++++ EXCERPT

Metro station in Kolkata, India

Central is an underground metro station on the North-South corridor of the Blue Line of Kolkata Metro on the crossing of Bepin Behari Ganguly Street and Central Avenue in Bowbazar, Kolkata, West Bengal, India.

==Structure==
The station has a central island platform and two side platforms. Between each side platform and the island platform is a track, serving up and down trains. The station was built in this layout as it was anticipated that the Green Line will interchange with Blue Line at this station and the layout will effectively handle all the traffic. However, that did not happen and the side platforms, thus will never be used. Instead of opening doors on both sides, trains open doors on the right side, that is towards the island platform.

++++++++

◆ TASKS TO CARRY OUT
1. In the excerpt on Central metro station, why was the station built with a central island platform and two side platforms?
2. Write out the part of the Central metro station excerpt starting at "Metro station in" and ending at "West Bengal, India.".
3. Pick up the text about Central metro station in Kolkata right after its last sentence and write on.

++++ PROVIDED RECORDS

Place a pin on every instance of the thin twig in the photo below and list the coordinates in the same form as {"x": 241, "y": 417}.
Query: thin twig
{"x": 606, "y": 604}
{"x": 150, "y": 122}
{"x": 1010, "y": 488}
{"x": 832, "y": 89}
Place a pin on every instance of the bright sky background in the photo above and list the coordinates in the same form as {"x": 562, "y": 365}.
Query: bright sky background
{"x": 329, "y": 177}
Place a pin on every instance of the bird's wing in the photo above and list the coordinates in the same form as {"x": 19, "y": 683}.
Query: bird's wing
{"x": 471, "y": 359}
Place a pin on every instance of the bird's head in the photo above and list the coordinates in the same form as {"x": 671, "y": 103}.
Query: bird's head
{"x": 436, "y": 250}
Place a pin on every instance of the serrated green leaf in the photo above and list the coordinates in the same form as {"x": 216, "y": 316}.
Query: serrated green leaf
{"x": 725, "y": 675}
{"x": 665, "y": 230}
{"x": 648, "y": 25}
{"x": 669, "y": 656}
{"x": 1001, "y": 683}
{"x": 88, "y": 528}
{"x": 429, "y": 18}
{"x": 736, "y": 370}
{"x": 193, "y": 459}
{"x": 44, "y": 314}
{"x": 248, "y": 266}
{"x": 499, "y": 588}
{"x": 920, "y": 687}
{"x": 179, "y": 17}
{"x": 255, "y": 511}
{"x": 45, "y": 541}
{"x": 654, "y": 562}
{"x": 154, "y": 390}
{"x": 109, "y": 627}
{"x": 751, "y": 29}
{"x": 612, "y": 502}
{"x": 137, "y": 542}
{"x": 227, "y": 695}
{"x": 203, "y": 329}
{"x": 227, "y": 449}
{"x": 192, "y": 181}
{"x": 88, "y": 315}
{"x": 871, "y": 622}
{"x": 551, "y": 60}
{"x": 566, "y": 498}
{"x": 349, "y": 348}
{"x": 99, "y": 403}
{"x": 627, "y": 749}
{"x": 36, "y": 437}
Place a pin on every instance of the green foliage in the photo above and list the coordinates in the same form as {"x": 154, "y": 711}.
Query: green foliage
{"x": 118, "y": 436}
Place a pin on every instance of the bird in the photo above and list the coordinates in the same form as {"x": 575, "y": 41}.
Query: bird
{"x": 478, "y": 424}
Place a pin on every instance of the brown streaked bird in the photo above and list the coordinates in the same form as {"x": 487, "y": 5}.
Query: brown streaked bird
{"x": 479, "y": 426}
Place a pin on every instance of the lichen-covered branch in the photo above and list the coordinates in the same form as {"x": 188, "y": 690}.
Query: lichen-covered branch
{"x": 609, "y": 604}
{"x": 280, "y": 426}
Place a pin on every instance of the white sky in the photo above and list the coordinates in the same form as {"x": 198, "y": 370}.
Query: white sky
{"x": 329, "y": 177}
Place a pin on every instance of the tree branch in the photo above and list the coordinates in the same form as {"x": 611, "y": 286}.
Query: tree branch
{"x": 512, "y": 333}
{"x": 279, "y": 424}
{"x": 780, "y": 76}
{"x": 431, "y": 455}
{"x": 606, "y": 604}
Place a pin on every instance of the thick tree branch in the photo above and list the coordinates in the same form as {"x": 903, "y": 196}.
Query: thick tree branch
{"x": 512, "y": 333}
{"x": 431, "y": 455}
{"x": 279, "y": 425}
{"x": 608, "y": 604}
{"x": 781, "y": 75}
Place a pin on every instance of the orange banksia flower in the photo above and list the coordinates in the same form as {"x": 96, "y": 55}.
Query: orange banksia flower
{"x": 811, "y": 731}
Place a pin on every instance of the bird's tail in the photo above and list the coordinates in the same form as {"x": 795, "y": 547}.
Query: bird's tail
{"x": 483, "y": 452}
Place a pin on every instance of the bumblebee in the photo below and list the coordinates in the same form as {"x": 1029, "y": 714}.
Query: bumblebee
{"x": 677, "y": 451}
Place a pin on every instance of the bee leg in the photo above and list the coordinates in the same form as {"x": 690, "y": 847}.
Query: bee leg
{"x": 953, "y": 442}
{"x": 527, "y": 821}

++++++++

◆ WRITTEN RESPONSES
1. It was expected that the Green Line would interchange with the Blue Line at Central. This layout was meant to handle all of that traffic.

2.
Metro station in Kolkata, India

Central is an underground metro station on the North-South corridor of the Blue Line of Kolkata Metro on the crossing of Bepin Behari Ganguly Street and Central Avenue in Bowbazar, Kolkata, West Bengal, India.

3.
== Station layout ==
The station employs a Spanish solution with a combination of island and side platforms to facilitate efficient passenger movement.
| G | Ground level | Exit/Entrance |
| L1 | Concourse | Fare control, station agent, Ticket/token, shops, crossover |
| L2 | Side platform (Not in service) |
| Platform 2 | towards → |
Island platform, Doors will open on the right
| Platform 1 | ← towards |
Side platform (Not in service)

==Connections==
===Bus===
Bus route number 3B, 12C/2, 13, 30C, 43, 47B, 78, 214, 214A, 222, 237, 242, S119 (Mini), S122 (Mini), S139 (Mini), S151 (Mini), S152 (Mini), S158 (Mini), S159 (Mini), S160 (Mini), S161 (Mini), S163 (Mini), S164 (Mini), S165 (Mini), S171 (Mini), S173 (Mini), S175 (Mini), S181 (Mini), S184 (Mini), C24, E25, MIDI1, S3A, S3B, S9A, S10, S11, S15G, S17A, S57, AC20, AC39, VS1 etc. serve the station.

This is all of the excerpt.